Goal: Give every entry again, word for word.

+ + + + + + +

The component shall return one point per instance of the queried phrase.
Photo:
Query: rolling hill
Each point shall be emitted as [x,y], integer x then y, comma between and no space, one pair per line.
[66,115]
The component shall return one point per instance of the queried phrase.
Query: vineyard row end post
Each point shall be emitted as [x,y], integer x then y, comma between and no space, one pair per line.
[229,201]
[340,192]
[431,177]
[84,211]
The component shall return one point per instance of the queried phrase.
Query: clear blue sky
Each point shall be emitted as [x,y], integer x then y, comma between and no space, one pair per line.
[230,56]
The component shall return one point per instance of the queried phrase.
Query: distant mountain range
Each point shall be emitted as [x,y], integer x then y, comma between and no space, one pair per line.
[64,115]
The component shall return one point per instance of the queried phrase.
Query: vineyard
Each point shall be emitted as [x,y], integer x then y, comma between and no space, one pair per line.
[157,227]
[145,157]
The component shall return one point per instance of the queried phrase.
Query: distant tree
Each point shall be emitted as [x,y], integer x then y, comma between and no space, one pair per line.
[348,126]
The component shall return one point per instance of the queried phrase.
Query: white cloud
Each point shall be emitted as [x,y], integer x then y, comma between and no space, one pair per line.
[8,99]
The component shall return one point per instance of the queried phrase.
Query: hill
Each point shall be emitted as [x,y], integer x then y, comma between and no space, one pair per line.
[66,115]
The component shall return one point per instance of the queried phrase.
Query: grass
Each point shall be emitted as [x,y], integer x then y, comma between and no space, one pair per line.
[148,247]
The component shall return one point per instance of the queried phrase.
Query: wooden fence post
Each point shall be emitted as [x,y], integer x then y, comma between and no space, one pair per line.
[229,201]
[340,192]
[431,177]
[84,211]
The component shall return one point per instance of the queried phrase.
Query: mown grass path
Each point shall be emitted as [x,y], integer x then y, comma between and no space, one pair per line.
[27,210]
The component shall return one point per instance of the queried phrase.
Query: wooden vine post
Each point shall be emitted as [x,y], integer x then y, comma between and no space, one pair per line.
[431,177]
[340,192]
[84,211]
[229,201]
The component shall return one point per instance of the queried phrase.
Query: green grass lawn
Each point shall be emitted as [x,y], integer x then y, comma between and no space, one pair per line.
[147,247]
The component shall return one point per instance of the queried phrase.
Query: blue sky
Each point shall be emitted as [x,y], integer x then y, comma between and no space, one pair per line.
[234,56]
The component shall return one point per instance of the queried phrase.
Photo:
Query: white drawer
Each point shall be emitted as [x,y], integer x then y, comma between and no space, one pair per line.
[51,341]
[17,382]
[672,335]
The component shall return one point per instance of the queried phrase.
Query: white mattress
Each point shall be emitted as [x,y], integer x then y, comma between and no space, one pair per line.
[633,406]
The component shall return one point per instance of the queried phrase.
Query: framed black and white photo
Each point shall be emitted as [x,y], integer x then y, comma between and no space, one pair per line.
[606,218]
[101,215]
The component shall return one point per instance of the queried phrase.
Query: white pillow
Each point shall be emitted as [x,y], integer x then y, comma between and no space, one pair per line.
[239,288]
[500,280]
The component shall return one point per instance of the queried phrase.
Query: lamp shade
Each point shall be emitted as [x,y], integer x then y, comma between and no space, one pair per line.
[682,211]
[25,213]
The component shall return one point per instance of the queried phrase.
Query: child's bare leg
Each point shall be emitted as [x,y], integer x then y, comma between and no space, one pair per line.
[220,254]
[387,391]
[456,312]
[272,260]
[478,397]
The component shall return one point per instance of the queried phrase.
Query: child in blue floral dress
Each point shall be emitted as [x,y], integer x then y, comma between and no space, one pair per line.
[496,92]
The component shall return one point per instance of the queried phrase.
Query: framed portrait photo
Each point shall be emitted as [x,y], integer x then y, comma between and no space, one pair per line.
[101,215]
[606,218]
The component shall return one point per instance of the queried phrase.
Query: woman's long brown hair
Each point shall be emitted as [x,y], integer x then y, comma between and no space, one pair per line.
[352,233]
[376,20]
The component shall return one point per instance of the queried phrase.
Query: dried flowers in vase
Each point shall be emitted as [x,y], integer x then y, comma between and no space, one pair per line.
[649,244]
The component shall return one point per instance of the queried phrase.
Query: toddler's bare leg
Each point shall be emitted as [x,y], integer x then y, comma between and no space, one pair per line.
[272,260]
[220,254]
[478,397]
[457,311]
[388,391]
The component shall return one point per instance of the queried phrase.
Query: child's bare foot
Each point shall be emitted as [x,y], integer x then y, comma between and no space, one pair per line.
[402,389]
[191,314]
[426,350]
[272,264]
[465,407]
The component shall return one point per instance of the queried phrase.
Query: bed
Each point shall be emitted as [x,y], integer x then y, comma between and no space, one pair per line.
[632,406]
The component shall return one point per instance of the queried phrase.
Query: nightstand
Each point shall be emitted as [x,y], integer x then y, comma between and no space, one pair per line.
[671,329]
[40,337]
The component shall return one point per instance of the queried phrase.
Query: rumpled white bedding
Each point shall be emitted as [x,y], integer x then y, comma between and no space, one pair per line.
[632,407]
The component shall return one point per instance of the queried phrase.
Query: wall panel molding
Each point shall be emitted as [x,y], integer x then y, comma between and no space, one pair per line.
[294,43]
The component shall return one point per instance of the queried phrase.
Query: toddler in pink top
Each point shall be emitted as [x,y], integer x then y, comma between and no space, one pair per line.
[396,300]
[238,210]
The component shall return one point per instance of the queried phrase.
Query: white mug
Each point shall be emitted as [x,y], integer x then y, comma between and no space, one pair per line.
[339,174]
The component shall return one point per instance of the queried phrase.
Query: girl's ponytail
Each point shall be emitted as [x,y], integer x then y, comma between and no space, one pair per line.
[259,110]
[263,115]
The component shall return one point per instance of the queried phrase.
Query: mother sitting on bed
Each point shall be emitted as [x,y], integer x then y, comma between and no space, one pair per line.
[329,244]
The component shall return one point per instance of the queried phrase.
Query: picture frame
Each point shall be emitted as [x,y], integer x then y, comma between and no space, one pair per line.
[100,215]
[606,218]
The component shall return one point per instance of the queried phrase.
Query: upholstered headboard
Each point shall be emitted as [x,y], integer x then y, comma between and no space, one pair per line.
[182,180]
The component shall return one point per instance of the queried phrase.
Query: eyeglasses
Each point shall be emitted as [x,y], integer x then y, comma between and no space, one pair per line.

+ + + + + + +

Result of the exercise:
The component shall return one point per instance of the queried phrase.
Photo:
Query: rolling hill
Each point shall be emitted as [x,y], integer x then y, comma between and no space, one pair per line.
[66,115]
The component shall return one point per instance of the queried phrase.
Query: vineyard row end post
Each point shall be emitted as [x,y], integer x then y, comma between and no space, one pair per line.
[229,201]
[340,192]
[431,177]
[84,211]
The component shall return one point per instance of the queried phrase.
Query: clear blue sky
Each point shall be emitted as [x,y], integer x then y, comma between and no space, one pair per line.
[230,56]
The component shall return one point per instance of the queried phrase.
Query: distant mountain range
Each point shall be emitted as [x,y], integer x then y, comma between and no space, one pair per line.
[64,115]
The component shall return one point per instance of the queried phrase.
Query: vineyard
Each point shall be emitted as [x,y], integer x then y, comma between and no space, one pair per line.
[157,227]
[145,157]
The component shall return one point per instance of the queried phrase.
Query: distant tree
Each point shall be emitted as [x,y], integer x then y, comma between and no space, one pair per line.
[348,126]
The component shall return one point per instance of the queried phrase.
Query: white cloud
Each point shall be emitted as [x,y], integer x then y, comma between and no space, one pair per line.
[8,99]
The component shall return one point per instance of the queried phrase.
Query: hill
Each point shall be emitted as [x,y], integer x then y, comma between and no space, one pair per line.
[66,115]
The component shall return one point per instance of the queried phrase.
Query: grass
Each point shall be emitted as [x,y], integer x then y, comma between and no space, one pair per line.
[148,247]
The component shall return one point per instance of the queried phrase.
Query: wooden fence post
Each point shall be emitted as [x,y], integer x then y, comma between and no space, one pair per line.
[229,201]
[340,192]
[431,177]
[84,211]
The component shall return one point per instance of the queried phrase.
Query: mown grass path
Each point shall be emitted as [x,y], integer x then y, comma between and no space, one pair per line.
[27,210]
The component shall return one point per instance of the queried phrase.
Query: wooden vine post
Each point shall be emitted as [x,y], integer x then y, comma between and no space, one pair per line.
[431,177]
[340,192]
[84,211]
[229,201]
The component shall return one point per instance of the queried phrase.
Query: green grass lawn
Each point shall be emitted as [x,y], integer x then y, comma between and no space, one pair per line.
[147,247]
The component shall return one point per instance of the queried phrase.
Query: blue sky
Each point shall be emitted as [x,y], integer x then y, comma between and no space, one pair per line.
[234,56]
The component shall return one point per instance of the queried phrase.
Photo:
Query: white drawer
Each point shall be emitted as [x,y], integer x then y, comma between and no space, one pair per line.
[51,341]
[17,382]
[672,335]
The component shall return one point per instance of the queried phrase.
Query: white mattress
Each point shall be emitted as [x,y], integer x then y, comma between and no space, one pair per line.
[633,406]
The component shall return one point per instance of the queried phrase.
Query: framed black and white photo
Each point shall be emitted as [x,y], integer x then y, comma between and no space, one pair per line.
[606,218]
[101,215]
The component shall return one point per instance of the queried phrase.
Query: white pillow
Each point shall be emitted as [x,y], integer x then y, comma between and no space, one pair per line.
[239,288]
[500,280]
The component shall return one point per instance of the queried phrase.
Query: lamp shade
Each point shall be emitted as [x,y], integer x then y, comma between and no space, one pair per line.
[682,211]
[25,213]
The component shall return one point per instance of the queried phrase.
Query: child's bare leg
Each point shall be emitted as [x,y], integer x then y, comma between and no space, one pair per line.
[220,254]
[387,391]
[456,312]
[272,260]
[478,397]
The component shall return one point per instance of the queried phrase.
Query: child in blue floral dress
Each point shall be emitted as [x,y], integer x then y, comma between and no space, one pair per line.
[496,92]
The component shall return one point per instance of the queried phrase.
Query: framed portrait photo
Each point shall be emitted as [x,y], integer x then y, comma between and no space, one pair per line.
[101,215]
[606,218]
The component shall return one point per instance of the queried phrase.
Query: woman's long brown hair
Each point shall be emitted as [x,y], integer x then y, comma between and no space, one pair per line.
[352,233]
[376,20]
The component shall return one point per instance of the queried phrase.
Query: dried flowers in vase
Each point shall be emitted as [x,y], integer x then y, comma between and no space, one pair per line.
[649,244]
The component shall return one point per instance of the queried phrase.
Query: toddler's bare leg
Each point shall be emitted as [x,y], integer x then y, comma between and no space, one pair per line.
[272,260]
[220,254]
[478,397]
[457,311]
[388,391]
The component shall return one point per instance of the queried phrase.
Query: child's bare foot
Each point shall be emitted as [x,y], integer x then y, comma between and no space, one pair per line.
[402,389]
[191,314]
[426,350]
[272,264]
[465,407]
The component shall return one point per instance of the queried phrase.
Query: bed
Each point shall be emitted as [x,y], integer x then y, comma between and no space, one pair per line.
[632,406]
The component shall return one point per instance of the queried phrase.
Query: nightstand
Each point shall be emitted as [x,y], integer x then y, comma between and no space, one pair per line.
[671,329]
[40,337]
The component shall return one point per instance of the queried phrase.
Query: rumpled white bedding
Each point shall be emitted as [x,y], integer x then y, comma between and no space, one pair per line.
[632,407]
The component shall return one point per instance of the queried phrase.
Query: wall panel molding
Each point shall be emitted as [x,y], integer x then y, comma between and no space, one pair per line.
[294,43]
The component shall return one point per instance of the queried phrase.
Query: toddler in pink top
Each point shall be emitted as [x,y], integer x then y, comma between and no space, one pair per line.
[396,300]
[238,210]
The component shall return one point per instance of the queried phrase.
Query: white mug
Each point shall be emitted as [x,y], integer x then y, comma between and no space, one pair per line.
[339,174]
The component shall return one point per instance of the queried phrase.
Query: girl's ponytail
Each point shall be emitted as [x,y], integer x then y, comma between and no space, one pair per line.
[259,110]
[263,115]
The component shall return one point per instance of the queried phrase.
Query: mother sitting on bed
Each point shall be emitted as [x,y], integer x then y, comma between and no space, one pair per line.
[329,244]
The component shall return one point per instance of the queried phrase.
Query: picture frame
Each point shall be emitted as [x,y], integer x then y, comma between and no space, one pair per line.
[100,215]
[606,218]
The component shall return one point per instance of the queried phrase.
Query: upholstered headboard
Each point shall be emitted as [x,y], integer x then y, comma between and no space, one pair per line.
[182,180]
The component shall return one point per instance of the queried phrase.
Query: eyeglasses
Each point shall be emitted as [x,y], integer x then y, comma between and no space, one pair per line.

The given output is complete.